PASSAGE SHOWN —
^^^^

One of Iran's most prominent dissident clerics, Grand Ayatollah Hoseyn Ali Montazeri, has died aged 87.
Hoseyn Ali Montazeri was a moving spirit in the 1979 revolution which created Iran's Islamic state, and was at one stage set to become its leader.
One of Shia Islam's most respected figures, he was also a leading critic of President Mahmoud Ahmadinejad.
The BBC's Jon Leyne says the death comes at a crucial time in a standoff between the government and opposition.
Iran's rulers will now fear the opposition may attempt a big turnout for his funeral on Monday and other ceremonies marking his death, especially in the run-up to the Shia Muslim festival of Ashura on 27 December, our correspondent says.
Mourners gather
Large crowds have gathered outside Montazeri's home in the holy city of Qom, following his death on Saturday evening.

^^^^

DATASET —

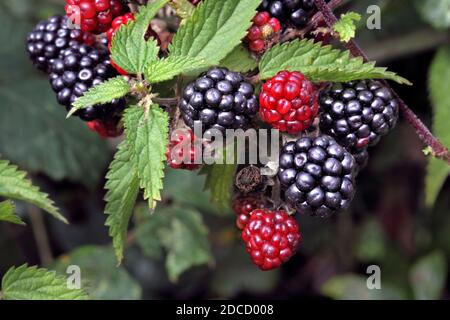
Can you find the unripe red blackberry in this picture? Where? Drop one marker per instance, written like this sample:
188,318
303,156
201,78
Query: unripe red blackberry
317,176
358,113
243,206
94,16
288,102
183,150
219,99
50,37
271,238
290,12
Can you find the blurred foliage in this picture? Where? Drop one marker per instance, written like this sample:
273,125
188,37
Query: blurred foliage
388,224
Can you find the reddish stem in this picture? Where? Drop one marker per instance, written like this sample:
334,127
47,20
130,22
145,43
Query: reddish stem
438,149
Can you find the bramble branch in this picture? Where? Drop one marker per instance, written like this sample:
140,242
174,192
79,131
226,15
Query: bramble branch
438,149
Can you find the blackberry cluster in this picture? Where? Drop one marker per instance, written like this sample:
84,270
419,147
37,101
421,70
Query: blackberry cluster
77,69
317,175
50,37
219,99
290,12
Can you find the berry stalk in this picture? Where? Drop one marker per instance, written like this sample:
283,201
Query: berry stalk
438,149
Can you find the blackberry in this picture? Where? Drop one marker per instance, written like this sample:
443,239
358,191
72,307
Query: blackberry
290,12
317,175
75,71
219,99
358,113
50,37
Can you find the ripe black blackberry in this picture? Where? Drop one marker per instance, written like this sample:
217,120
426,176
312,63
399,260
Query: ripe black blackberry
50,37
219,99
293,12
317,175
75,71
357,113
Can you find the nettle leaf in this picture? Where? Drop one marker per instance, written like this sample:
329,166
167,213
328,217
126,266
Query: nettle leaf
129,49
219,181
147,135
31,283
239,60
438,170
214,30
123,188
346,26
435,12
167,68
8,213
15,185
181,233
103,93
321,63
428,276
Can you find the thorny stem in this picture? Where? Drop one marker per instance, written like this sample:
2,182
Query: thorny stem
438,149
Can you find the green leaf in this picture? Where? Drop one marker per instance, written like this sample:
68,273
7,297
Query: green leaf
239,60
31,283
35,136
435,12
214,30
8,213
354,287
100,277
219,181
346,26
438,171
167,68
15,185
105,92
129,49
321,63
183,8
123,187
147,135
428,276
180,232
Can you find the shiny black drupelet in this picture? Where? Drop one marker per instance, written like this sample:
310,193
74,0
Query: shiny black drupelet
317,176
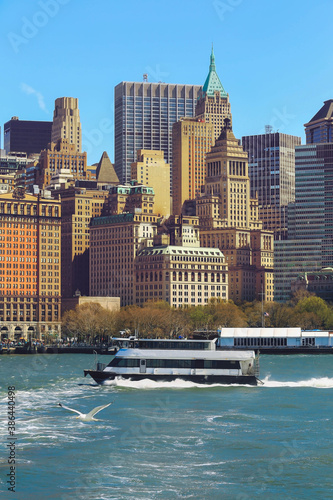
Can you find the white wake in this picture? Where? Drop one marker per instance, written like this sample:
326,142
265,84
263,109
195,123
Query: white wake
317,383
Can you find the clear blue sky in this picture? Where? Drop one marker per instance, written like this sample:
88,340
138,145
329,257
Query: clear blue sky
274,58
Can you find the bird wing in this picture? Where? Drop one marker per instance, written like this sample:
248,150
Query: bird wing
97,409
70,409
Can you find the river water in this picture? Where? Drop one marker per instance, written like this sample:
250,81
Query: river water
167,440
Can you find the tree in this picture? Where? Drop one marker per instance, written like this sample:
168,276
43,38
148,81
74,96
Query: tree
88,321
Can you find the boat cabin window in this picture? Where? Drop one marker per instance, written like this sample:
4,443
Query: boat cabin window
175,363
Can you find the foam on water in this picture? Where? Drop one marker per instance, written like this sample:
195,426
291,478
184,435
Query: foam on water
153,384
316,383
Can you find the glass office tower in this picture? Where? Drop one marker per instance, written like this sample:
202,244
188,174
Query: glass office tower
272,177
309,247
144,115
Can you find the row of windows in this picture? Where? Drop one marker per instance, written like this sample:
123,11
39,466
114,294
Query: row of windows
260,342
175,363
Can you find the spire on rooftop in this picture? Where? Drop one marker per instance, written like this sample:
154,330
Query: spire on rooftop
213,83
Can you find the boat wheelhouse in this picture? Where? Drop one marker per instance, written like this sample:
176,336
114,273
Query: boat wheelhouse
167,360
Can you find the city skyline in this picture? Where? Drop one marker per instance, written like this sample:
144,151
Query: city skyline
274,73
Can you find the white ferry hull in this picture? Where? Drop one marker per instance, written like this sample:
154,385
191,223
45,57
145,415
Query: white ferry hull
101,376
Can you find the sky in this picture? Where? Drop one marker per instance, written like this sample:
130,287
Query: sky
274,58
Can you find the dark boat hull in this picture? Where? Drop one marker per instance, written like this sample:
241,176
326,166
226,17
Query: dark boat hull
101,376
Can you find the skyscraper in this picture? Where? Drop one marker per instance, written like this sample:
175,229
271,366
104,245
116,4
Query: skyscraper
30,260
150,169
310,233
23,136
194,137
272,177
66,121
191,138
229,221
213,105
144,115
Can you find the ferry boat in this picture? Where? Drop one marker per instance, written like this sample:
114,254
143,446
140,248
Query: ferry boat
199,361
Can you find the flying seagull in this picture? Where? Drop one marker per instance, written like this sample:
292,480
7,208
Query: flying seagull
86,417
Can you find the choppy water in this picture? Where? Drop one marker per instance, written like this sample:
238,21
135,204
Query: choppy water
169,440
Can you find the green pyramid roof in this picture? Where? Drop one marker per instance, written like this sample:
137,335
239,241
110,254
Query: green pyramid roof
213,83
105,171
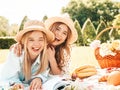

^^^^

WHAT TO WORK ON — Do these statements agree with the passage on Montazeri's death? Answer yes or no for each, quoting the deciding words from the passage. 1. Montazeri died at the age of 87. 2. His funeral falls on 27 December. 3. Crowds gathered outside his home in Tehran.

TASK RESPONSE —
1. Yes: "has died aged 87"
2. No: "his funeral on Monday"
3. No: "outside Montazeri's home in the holy city of Qom"